*** Supplied data Section Begins ***

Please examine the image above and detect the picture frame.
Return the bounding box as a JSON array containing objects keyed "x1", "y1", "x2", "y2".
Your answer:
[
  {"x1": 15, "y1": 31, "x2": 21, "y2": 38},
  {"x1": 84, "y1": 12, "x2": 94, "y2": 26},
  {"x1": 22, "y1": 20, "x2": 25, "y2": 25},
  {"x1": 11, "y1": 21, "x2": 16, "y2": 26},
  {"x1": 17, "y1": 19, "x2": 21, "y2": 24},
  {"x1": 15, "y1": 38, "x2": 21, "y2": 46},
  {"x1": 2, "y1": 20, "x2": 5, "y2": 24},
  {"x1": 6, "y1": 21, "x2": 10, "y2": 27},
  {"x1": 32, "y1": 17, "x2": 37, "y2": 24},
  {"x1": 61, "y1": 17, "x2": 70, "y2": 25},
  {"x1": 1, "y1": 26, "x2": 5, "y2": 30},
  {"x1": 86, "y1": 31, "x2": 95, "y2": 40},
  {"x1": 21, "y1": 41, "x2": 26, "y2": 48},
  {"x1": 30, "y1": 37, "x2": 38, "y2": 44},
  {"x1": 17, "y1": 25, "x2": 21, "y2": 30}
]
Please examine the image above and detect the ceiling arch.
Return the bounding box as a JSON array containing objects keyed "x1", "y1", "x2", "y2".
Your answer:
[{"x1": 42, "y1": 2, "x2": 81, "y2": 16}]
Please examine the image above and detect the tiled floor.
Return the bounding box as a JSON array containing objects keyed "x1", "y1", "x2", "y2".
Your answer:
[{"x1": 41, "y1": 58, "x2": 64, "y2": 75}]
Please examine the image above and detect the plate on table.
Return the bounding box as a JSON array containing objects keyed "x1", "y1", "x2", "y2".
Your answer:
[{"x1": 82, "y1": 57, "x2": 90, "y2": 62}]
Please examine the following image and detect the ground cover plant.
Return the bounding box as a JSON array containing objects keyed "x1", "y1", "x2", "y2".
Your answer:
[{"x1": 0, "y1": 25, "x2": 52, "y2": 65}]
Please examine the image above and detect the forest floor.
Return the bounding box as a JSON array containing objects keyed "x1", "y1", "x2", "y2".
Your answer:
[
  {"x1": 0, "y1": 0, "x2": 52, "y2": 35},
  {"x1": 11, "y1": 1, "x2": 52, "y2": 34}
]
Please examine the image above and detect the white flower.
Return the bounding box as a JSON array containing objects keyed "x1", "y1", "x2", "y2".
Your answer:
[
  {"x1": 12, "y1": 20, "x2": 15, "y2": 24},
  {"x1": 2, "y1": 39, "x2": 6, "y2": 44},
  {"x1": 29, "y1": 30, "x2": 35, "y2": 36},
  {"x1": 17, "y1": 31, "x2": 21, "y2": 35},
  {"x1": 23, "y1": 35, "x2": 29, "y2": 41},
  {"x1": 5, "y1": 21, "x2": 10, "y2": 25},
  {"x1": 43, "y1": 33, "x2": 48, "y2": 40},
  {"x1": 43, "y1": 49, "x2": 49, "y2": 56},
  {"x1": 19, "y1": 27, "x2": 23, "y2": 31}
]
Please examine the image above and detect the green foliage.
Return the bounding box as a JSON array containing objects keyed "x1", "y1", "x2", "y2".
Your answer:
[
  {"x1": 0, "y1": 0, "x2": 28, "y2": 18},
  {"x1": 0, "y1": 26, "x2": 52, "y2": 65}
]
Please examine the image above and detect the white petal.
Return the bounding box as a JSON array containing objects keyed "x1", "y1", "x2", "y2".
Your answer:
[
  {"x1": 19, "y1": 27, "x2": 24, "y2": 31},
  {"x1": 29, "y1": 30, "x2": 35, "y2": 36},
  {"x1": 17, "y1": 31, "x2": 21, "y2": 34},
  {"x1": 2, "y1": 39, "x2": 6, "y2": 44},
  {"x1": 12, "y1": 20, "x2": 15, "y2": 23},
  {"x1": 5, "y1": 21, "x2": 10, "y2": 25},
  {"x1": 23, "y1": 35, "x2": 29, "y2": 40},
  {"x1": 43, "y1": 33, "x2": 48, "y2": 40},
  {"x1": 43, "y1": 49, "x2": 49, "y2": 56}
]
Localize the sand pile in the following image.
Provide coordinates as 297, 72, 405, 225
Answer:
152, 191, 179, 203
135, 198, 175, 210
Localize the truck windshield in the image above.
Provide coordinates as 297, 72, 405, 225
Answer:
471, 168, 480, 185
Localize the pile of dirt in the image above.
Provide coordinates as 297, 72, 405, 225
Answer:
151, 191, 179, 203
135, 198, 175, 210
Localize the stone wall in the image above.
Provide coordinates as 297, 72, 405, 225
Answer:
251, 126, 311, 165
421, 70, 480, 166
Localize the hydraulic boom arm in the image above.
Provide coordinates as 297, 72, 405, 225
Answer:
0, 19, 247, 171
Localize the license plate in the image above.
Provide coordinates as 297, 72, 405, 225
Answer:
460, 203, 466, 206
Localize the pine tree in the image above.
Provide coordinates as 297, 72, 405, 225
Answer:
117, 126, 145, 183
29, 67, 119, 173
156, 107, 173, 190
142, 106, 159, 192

*** Supplied data Section Ends ***

All of the material must be reproduced exactly.

Please examine the image above and detect the picture frame.
Return the bounding box as a JSON array containing objects keyed "x1", "y1", "x2", "y2".
Your answer:
[
  {"x1": 15, "y1": 31, "x2": 21, "y2": 38},
  {"x1": 84, "y1": 12, "x2": 94, "y2": 26},
  {"x1": 22, "y1": 20, "x2": 25, "y2": 25},
  {"x1": 11, "y1": 21, "x2": 16, "y2": 26},
  {"x1": 17, "y1": 19, "x2": 21, "y2": 24},
  {"x1": 15, "y1": 38, "x2": 21, "y2": 46},
  {"x1": 2, "y1": 20, "x2": 5, "y2": 24},
  {"x1": 6, "y1": 21, "x2": 10, "y2": 27},
  {"x1": 32, "y1": 17, "x2": 37, "y2": 24},
  {"x1": 61, "y1": 17, "x2": 70, "y2": 25},
  {"x1": 1, "y1": 26, "x2": 5, "y2": 30},
  {"x1": 86, "y1": 31, "x2": 95, "y2": 40},
  {"x1": 21, "y1": 41, "x2": 26, "y2": 48},
  {"x1": 30, "y1": 37, "x2": 38, "y2": 44},
  {"x1": 17, "y1": 25, "x2": 21, "y2": 30}
]
Please examine the image above and detect the ceiling arch.
Return the bounding box as a JSON array containing objects keyed "x1", "y1", "x2", "y2".
Your answer:
[{"x1": 42, "y1": 2, "x2": 81, "y2": 16}]
Please examine the image above and detect the tiled floor.
Return the bounding box as a JSON array containing objects keyed "x1", "y1", "x2", "y2".
Your answer:
[{"x1": 41, "y1": 58, "x2": 64, "y2": 75}]
Please examine the image above and detect the plate on table.
Return the bounding box as a JSON array containing objects keyed "x1", "y1", "x2", "y2".
Your answer:
[{"x1": 82, "y1": 57, "x2": 90, "y2": 62}]
Please examine the following image and detect the ground cover plant.
Return the bounding box as a JSON array containing objects keyed "x1", "y1", "x2", "y2".
Your answer:
[{"x1": 0, "y1": 25, "x2": 52, "y2": 65}]
Please examine the image above and detect the forest floor.
Return the bounding box as a JSON array containing objects keyed "x1", "y1", "x2", "y2".
Your answer:
[
  {"x1": 0, "y1": 0, "x2": 52, "y2": 35},
  {"x1": 11, "y1": 1, "x2": 52, "y2": 34}
]
Please examine the image above and detect the white flower.
Return the bounding box as a JSON array containing objects keyed "x1", "y1", "x2", "y2".
Your answer:
[
  {"x1": 12, "y1": 20, "x2": 15, "y2": 24},
  {"x1": 2, "y1": 39, "x2": 6, "y2": 44},
  {"x1": 29, "y1": 30, "x2": 35, "y2": 36},
  {"x1": 17, "y1": 31, "x2": 21, "y2": 35},
  {"x1": 23, "y1": 35, "x2": 29, "y2": 41},
  {"x1": 5, "y1": 21, "x2": 10, "y2": 25},
  {"x1": 43, "y1": 33, "x2": 48, "y2": 40},
  {"x1": 43, "y1": 49, "x2": 49, "y2": 56},
  {"x1": 19, "y1": 27, "x2": 23, "y2": 31}
]
Please examine the image above and detect the green foliage.
Return the bounding box as a JSON array containing objects keyed "x1", "y1", "x2", "y2".
Your answer:
[
  {"x1": 0, "y1": 0, "x2": 28, "y2": 18},
  {"x1": 0, "y1": 26, "x2": 52, "y2": 65}
]
Please examine the image above and detect the white petal.
Return the bounding box as a JSON array containing objects keyed "x1", "y1", "x2", "y2".
Your answer:
[
  {"x1": 19, "y1": 27, "x2": 24, "y2": 31},
  {"x1": 29, "y1": 30, "x2": 35, "y2": 36},
  {"x1": 17, "y1": 31, "x2": 21, "y2": 34},
  {"x1": 2, "y1": 39, "x2": 6, "y2": 44},
  {"x1": 12, "y1": 20, "x2": 15, "y2": 23},
  {"x1": 5, "y1": 21, "x2": 10, "y2": 25},
  {"x1": 23, "y1": 35, "x2": 29, "y2": 40},
  {"x1": 43, "y1": 33, "x2": 48, "y2": 40},
  {"x1": 43, "y1": 49, "x2": 49, "y2": 56}
]
Localize the sand pile in the following image.
Provide coordinates as 297, 72, 405, 225
Answer:
152, 191, 179, 203
135, 198, 175, 210
Localize the truck windshield in the image above.
Provide coordinates as 297, 72, 405, 225
Answer:
471, 168, 480, 185
Localize the pile of dirt in the image above.
Provide coordinates as 297, 72, 405, 225
Answer:
151, 191, 179, 203
135, 198, 175, 210
Localize the stone wall in the image above.
Provide coordinates as 297, 72, 405, 225
Answer:
251, 126, 311, 165
421, 70, 480, 166
Localize the hydraulic boom arm in the image above.
Provide coordinates as 297, 72, 405, 225
Answer:
0, 19, 247, 171
Localize the license plate in the image above.
Provide coordinates as 297, 72, 405, 225
Answer:
460, 203, 466, 206
Localize the pine tree in the image above.
Provide coordinates as 297, 72, 405, 225
Answer:
117, 126, 145, 183
29, 67, 119, 173
156, 107, 173, 190
142, 106, 159, 192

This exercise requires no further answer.